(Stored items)
+---+
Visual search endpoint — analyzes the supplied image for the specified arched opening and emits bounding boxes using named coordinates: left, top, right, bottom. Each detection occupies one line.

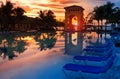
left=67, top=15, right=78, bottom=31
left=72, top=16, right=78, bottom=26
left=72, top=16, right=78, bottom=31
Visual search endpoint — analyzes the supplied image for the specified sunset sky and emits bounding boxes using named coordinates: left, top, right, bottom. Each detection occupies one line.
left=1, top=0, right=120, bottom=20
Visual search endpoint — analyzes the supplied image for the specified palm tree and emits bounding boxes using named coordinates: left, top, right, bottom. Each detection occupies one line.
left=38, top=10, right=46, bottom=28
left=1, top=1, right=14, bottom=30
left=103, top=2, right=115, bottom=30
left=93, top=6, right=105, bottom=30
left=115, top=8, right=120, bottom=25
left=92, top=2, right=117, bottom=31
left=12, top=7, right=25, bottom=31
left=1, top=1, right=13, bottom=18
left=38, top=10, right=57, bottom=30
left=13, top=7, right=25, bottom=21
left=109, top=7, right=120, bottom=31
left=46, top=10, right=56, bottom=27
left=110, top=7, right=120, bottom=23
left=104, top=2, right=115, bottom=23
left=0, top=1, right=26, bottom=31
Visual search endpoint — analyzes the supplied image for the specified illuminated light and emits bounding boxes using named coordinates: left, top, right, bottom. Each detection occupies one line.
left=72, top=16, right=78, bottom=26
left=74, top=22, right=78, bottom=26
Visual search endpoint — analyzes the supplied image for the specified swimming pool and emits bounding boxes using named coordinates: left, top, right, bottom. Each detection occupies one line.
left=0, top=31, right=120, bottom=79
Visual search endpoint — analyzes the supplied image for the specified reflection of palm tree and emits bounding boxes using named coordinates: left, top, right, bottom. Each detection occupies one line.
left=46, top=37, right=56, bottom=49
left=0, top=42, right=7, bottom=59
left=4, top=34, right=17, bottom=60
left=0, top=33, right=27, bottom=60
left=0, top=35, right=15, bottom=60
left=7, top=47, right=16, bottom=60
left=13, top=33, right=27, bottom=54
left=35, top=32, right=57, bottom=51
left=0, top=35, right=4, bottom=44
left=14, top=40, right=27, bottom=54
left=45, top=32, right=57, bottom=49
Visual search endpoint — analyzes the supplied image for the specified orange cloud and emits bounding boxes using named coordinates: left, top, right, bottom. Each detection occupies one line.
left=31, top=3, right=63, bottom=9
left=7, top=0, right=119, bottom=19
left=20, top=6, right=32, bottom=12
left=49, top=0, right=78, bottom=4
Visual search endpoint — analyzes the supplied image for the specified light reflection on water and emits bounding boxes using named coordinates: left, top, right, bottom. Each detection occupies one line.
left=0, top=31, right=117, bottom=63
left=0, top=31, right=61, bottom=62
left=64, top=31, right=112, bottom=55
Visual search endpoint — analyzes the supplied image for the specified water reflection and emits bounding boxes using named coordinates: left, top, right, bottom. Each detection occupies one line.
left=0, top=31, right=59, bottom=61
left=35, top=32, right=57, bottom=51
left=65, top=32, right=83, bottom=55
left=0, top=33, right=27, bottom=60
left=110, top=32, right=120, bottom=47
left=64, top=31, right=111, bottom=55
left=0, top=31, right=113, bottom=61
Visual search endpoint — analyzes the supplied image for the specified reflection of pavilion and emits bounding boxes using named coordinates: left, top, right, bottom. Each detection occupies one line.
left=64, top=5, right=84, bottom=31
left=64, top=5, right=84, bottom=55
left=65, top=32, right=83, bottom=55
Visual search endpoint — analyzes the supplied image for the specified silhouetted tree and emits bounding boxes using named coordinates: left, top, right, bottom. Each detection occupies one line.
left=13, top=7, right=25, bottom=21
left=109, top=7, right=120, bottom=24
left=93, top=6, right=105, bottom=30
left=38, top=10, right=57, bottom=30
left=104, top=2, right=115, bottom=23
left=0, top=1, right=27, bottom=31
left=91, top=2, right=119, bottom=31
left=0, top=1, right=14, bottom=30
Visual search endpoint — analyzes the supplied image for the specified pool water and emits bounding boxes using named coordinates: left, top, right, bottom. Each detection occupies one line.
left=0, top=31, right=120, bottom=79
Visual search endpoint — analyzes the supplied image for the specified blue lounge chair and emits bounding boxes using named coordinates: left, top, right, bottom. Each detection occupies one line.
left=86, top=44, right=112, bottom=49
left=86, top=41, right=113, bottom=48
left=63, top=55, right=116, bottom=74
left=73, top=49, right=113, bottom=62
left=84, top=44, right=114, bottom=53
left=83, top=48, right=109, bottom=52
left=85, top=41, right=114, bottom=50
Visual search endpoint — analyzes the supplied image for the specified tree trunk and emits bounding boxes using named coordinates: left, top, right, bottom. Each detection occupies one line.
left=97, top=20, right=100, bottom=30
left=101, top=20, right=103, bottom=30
+---+
▶ _Work required_: Verbatim repeat, images removed: give each entry again exactly as it reads.

▶ _Expected output_:
Visual search endpoint — analyzes the supplied image for the specified arched opening and emits bounding boxes using named coordinates: left, top, right, bottom. Each detection occupies one line.

left=67, top=15, right=78, bottom=31
left=72, top=16, right=78, bottom=26
left=72, top=16, right=78, bottom=31
Visual search endpoint — analyzes the supplied image for the specified sunset sky and emits bounding boxes using named coordinates: left, top, right, bottom. Each detection occupies one line.
left=1, top=0, right=120, bottom=20
Visual search endpoint — analyzes the supplied image for the specified palm tree and emits bounding boxes using named coordinates: left, top, right, bottom. Each detection occupies one line.
left=38, top=10, right=46, bottom=28
left=1, top=1, right=14, bottom=30
left=103, top=2, right=115, bottom=30
left=93, top=6, right=105, bottom=30
left=115, top=8, right=120, bottom=25
left=92, top=2, right=117, bottom=31
left=12, top=7, right=25, bottom=31
left=1, top=1, right=13, bottom=18
left=38, top=10, right=57, bottom=30
left=13, top=7, right=25, bottom=21
left=109, top=7, right=120, bottom=31
left=46, top=10, right=56, bottom=27
left=110, top=7, right=120, bottom=23
left=104, top=2, right=115, bottom=23
left=0, top=1, right=26, bottom=31
Visual search endpoint — analyzes the supplied image for the specified illuminated light and emits bounding boxes using named coordinates: left, top, right, bottom. Each detection occupies one line.
left=72, top=16, right=78, bottom=26
left=74, top=22, right=78, bottom=26
Visual search endpoint — analyzes the supplied image for the specified swimming pool and emits bounding boxes using named coordinates: left, top, right, bottom. Each detection occupies one line.
left=0, top=31, right=120, bottom=79
Visual search endpoint — analyzes the supplied image for the specified reflection of palm tree and emits bounding boxes using named coordinates: left, top, right, bottom. Each detection occupies one line.
left=46, top=37, right=56, bottom=49
left=0, top=42, right=7, bottom=59
left=4, top=34, right=17, bottom=60
left=0, top=33, right=27, bottom=60
left=0, top=35, right=15, bottom=60
left=7, top=47, right=16, bottom=60
left=13, top=33, right=27, bottom=54
left=35, top=32, right=57, bottom=51
left=0, top=35, right=4, bottom=44
left=14, top=40, right=27, bottom=54
left=45, top=32, right=57, bottom=49
Visual search endpoint — analyzes the supplied image for the specified orange cloud and emits bounding boxes using named coordinates: left, top, right, bottom. Each detection occupies one line.
left=31, top=3, right=63, bottom=9
left=7, top=0, right=119, bottom=19
left=20, top=6, right=32, bottom=12
left=49, top=0, right=78, bottom=4
Visual search endpoint — analyzes the supplied image for the specified light reflection on water and emits bounding boxes using named coordinates: left, top, right, bottom. Each detection occupies one line.
left=0, top=31, right=117, bottom=63
left=0, top=31, right=61, bottom=62
left=64, top=31, right=112, bottom=55
Visual search endpoint — analyzes the supplied image for the specified water reflection and emits bounding boxes using named coordinates: left, top, right, bottom. Each detection occupies one line.
left=0, top=31, right=59, bottom=61
left=35, top=32, right=57, bottom=51
left=65, top=32, right=83, bottom=55
left=0, top=33, right=27, bottom=60
left=110, top=32, right=120, bottom=47
left=64, top=31, right=111, bottom=55
left=0, top=31, right=113, bottom=61
Visual search endpoint — analyzes the supplied image for the specified reflection of pavilion and emits bounding boxes using named coordinates: left, top, right, bottom. Each detection occupies one line.
left=64, top=5, right=84, bottom=31
left=64, top=5, right=84, bottom=55
left=65, top=32, right=83, bottom=55
Visual search endpoint — analyzes the supplied image for the specified silhouetted tree and emits bounding boxes using named coordinates: left, top, right, bottom. Each detection occupies one line.
left=13, top=7, right=25, bottom=21
left=109, top=7, right=120, bottom=24
left=93, top=6, right=105, bottom=30
left=38, top=10, right=57, bottom=30
left=104, top=2, right=115, bottom=23
left=0, top=1, right=27, bottom=31
left=91, top=2, right=119, bottom=31
left=0, top=1, right=14, bottom=30
Visual search endpoint — analyzes the supplied image for the specified pool water and emits bounding boxes using named coordinates: left, top, right, bottom. Each detection occupies one line.
left=0, top=31, right=120, bottom=79
Visual search endpoint — analyzes the supplied image for the specified blue lounge chair and emits bounding boxes using named coordinates: left, top, right, bottom. Each detection occupies one line.
left=86, top=44, right=112, bottom=49
left=86, top=41, right=113, bottom=48
left=63, top=55, right=116, bottom=74
left=73, top=49, right=113, bottom=62
left=84, top=44, right=114, bottom=53
left=83, top=48, right=109, bottom=52
left=85, top=41, right=114, bottom=50
Visual search endpoint — analyzes the supplied image for the specified tree trunk and emits bounding boxes using named coordinates: left, top, right, bottom. Each detection occupies one line.
left=97, top=20, right=100, bottom=30
left=101, top=20, right=103, bottom=30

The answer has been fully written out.